Duplicate all of the material below word for word, omitting the pictures from your copy.

▶ Material for this exercise:
○ ○ ○
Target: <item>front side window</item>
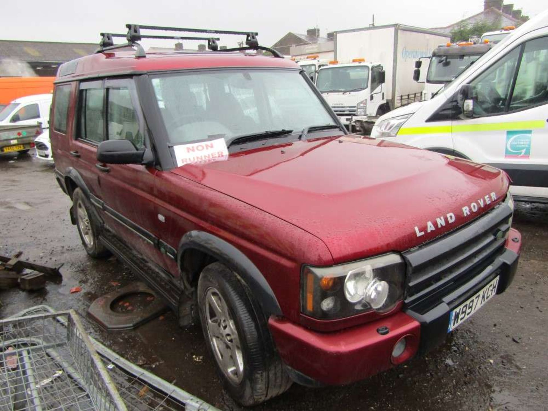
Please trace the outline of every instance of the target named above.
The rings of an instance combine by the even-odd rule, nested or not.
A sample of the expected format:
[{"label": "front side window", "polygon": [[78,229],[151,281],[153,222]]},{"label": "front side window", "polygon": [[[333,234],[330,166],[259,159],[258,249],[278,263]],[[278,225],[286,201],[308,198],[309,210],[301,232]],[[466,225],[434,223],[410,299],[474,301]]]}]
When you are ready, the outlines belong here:
[{"label": "front side window", "polygon": [[510,110],[521,110],[548,101],[548,38],[528,42],[512,93]]},{"label": "front side window", "polygon": [[103,88],[80,90],[78,137],[95,142],[105,140]]},{"label": "front side window", "polygon": [[70,84],[58,85],[55,88],[55,102],[54,105],[53,129],[62,133],[67,131],[67,116],[68,113],[68,100],[70,98]]},{"label": "front side window", "polygon": [[433,56],[428,66],[426,81],[434,84],[448,83],[481,55]]},{"label": "front side window", "polygon": [[19,109],[12,116],[10,123],[17,123],[25,120],[32,120],[40,118],[40,110],[38,104],[28,104]]},{"label": "front side window", "polygon": [[127,87],[109,87],[107,90],[109,140],[129,140],[138,149],[144,147],[144,136],[140,131],[129,89]]},{"label": "front side window", "polygon": [[357,92],[367,88],[367,66],[343,66],[322,68],[318,72],[316,86],[322,93]]},{"label": "front side window", "polygon": [[296,71],[180,72],[152,83],[173,144],[335,124]]}]

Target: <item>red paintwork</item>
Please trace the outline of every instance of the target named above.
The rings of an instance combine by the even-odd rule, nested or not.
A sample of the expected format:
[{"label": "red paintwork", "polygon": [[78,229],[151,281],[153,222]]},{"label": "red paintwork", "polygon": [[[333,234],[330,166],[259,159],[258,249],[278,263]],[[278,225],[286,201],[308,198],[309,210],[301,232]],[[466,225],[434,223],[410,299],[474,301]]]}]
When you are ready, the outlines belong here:
[{"label": "red paintwork", "polygon": [[[341,143],[339,140],[343,141]],[[186,165],[172,173],[299,227],[327,246],[335,264],[404,251],[470,221],[461,208],[508,180],[499,170],[381,140],[298,141]],[[428,221],[454,213],[454,224],[427,233]],[[415,226],[425,232],[418,237]],[[258,238],[258,241],[261,239]],[[303,263],[314,264],[312,256]]]},{"label": "red paintwork", "polygon": [[57,79],[72,80],[81,77],[122,74],[135,71],[161,71],[185,68],[210,68],[225,67],[272,67],[299,68],[287,59],[255,56],[237,53],[147,53],[136,58],[134,52],[116,52],[92,54],[78,59],[74,74],[58,77]]},{"label": "red paintwork", "polygon": [[[377,328],[390,332],[381,335]],[[287,320],[271,317],[269,328],[286,363],[326,384],[363,380],[392,366],[392,350],[404,335],[420,339],[420,324],[403,312],[335,333],[319,333]],[[414,351],[408,353],[409,358]]]}]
○ ○ ○
▶ Result of the exercise:
Target: <item>front side window</item>
Please trace the outline of every instance of the target named above.
The rings of an instance combine by the even-odd rule, nested or not.
A sample of the expected format:
[{"label": "front side window", "polygon": [[78,229],[151,281],[153,222]]},{"label": "front side window", "polygon": [[[333,234],[330,166],[259,159],[258,249],[278,263]],[[278,225],[286,201],[308,198],[309,210],[301,232]],[[466,225],[434,223],[410,299],[474,301]]]}]
When you are ready, the outlines belong here:
[{"label": "front side window", "polygon": [[510,110],[521,110],[548,101],[548,38],[528,42],[512,93]]},{"label": "front side window", "polygon": [[103,88],[80,90],[78,137],[95,142],[105,140]]},{"label": "front side window", "polygon": [[70,84],[58,85],[55,88],[55,102],[54,105],[53,129],[62,133],[67,131],[67,116],[68,113],[68,100],[70,98]]},{"label": "front side window", "polygon": [[433,56],[428,66],[426,81],[434,84],[448,83],[481,55]]},{"label": "front side window", "polygon": [[19,109],[12,116],[10,123],[17,123],[25,120],[32,120],[40,118],[40,110],[38,104],[28,104]]},{"label": "front side window", "polygon": [[127,87],[109,87],[107,90],[109,140],[129,140],[138,149],[144,147],[144,136],[140,131],[129,89]]},{"label": "front side window", "polygon": [[357,92],[367,88],[367,66],[343,66],[322,68],[318,72],[316,86],[322,93]]},{"label": "front side window", "polygon": [[296,71],[180,72],[152,83],[173,144],[335,124]]}]

Target: <item>red paintwork</item>
Please trace the outline of every instance of the target named above.
The rings of an instance combine by the even-odd rule, nested or not.
A sample of the expected format:
[{"label": "red paintwork", "polygon": [[78,229],[151,281],[153,222]]},{"label": "red paintwork", "polygon": [[[333,234],[330,166],[259,159],[258,249],[278,263]],[[278,225],[286,201],[308,198],[309,210],[301,232]],[[466,225],[434,223],[410,299],[474,301]]]}]
When you are ready, the outlines belong here:
[{"label": "red paintwork", "polygon": [[[341,143],[339,140],[343,141]],[[186,165],[172,173],[299,227],[327,246],[335,264],[404,251],[470,221],[461,208],[508,180],[499,170],[381,140],[298,141]],[[428,221],[454,213],[454,224],[427,233]],[[415,226],[425,232],[418,237]],[[258,238],[258,241],[261,239]],[[303,263],[314,264],[312,256]]]},{"label": "red paintwork", "polygon": [[57,79],[72,80],[81,77],[122,74],[135,71],[161,71],[185,68],[210,68],[225,67],[272,67],[299,68],[287,59],[255,56],[237,53],[147,53],[136,58],[134,52],[116,52],[92,54],[78,59],[74,74],[58,77]]},{"label": "red paintwork", "polygon": [[[377,328],[390,332],[381,335]],[[287,320],[271,317],[269,328],[286,363],[326,384],[363,380],[392,366],[392,350],[404,335],[420,339],[420,324],[403,312],[335,333],[319,333]],[[414,351],[408,353],[409,358]]]}]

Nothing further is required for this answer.